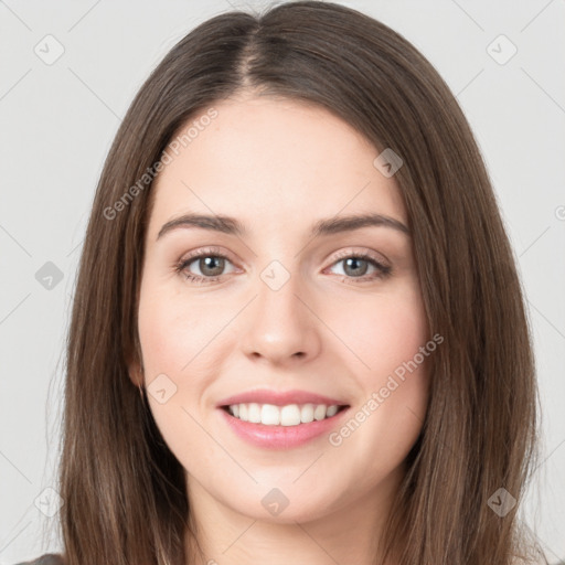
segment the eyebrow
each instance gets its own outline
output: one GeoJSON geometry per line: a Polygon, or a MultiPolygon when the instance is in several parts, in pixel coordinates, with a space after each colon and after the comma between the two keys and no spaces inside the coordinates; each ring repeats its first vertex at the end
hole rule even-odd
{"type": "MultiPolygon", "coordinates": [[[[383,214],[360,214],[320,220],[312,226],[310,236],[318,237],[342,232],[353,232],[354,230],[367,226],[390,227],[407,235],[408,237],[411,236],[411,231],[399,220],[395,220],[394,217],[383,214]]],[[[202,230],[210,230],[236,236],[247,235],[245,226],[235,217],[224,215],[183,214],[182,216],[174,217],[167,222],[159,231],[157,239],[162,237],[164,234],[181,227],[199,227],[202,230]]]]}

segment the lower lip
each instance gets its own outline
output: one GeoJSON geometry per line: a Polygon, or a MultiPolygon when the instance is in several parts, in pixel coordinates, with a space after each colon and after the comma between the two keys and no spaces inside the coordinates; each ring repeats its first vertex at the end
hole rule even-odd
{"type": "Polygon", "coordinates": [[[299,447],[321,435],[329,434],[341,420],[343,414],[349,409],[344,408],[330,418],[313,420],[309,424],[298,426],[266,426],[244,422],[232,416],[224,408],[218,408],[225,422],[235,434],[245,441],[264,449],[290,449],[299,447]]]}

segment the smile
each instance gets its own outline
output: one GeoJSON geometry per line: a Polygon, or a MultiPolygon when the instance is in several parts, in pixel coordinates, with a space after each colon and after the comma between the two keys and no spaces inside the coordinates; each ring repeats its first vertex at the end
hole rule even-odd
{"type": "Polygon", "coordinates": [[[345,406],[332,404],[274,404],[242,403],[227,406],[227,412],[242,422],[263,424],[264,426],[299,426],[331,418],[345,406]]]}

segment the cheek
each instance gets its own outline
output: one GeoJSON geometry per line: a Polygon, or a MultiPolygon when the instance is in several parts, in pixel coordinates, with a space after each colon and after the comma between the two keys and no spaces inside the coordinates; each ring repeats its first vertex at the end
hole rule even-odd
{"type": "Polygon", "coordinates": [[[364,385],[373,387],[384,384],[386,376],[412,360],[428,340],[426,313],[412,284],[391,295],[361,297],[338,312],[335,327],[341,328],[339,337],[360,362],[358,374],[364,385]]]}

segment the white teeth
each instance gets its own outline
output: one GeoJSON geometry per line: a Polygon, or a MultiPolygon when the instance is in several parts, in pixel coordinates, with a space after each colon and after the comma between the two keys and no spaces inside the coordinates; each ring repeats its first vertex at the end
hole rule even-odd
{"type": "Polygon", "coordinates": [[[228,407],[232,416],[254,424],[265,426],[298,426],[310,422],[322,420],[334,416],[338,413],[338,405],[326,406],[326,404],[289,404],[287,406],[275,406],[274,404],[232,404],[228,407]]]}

**Aim**. Rewrite everything from the line containing "segment the white teeth" down to the end of the listing, replacing "even-odd" with "nonzero" and keeping all else the same.

**Task response**.
segment the white teeth
each instance gets its own outline
output: one GeoJSON geometry per line: a Polygon, or a MultiPolygon when the instance is in several parts, in pixel coordinates, with a space after each colon and after the comma between the two keys and no spaces inside the coordinates; each ring repeats its first vertex at the end
hole rule nonzero
{"type": "Polygon", "coordinates": [[[228,407],[232,416],[254,424],[265,426],[298,426],[310,422],[322,420],[334,416],[338,413],[338,405],[326,406],[326,404],[289,404],[287,406],[275,406],[274,404],[232,404],[228,407]]]}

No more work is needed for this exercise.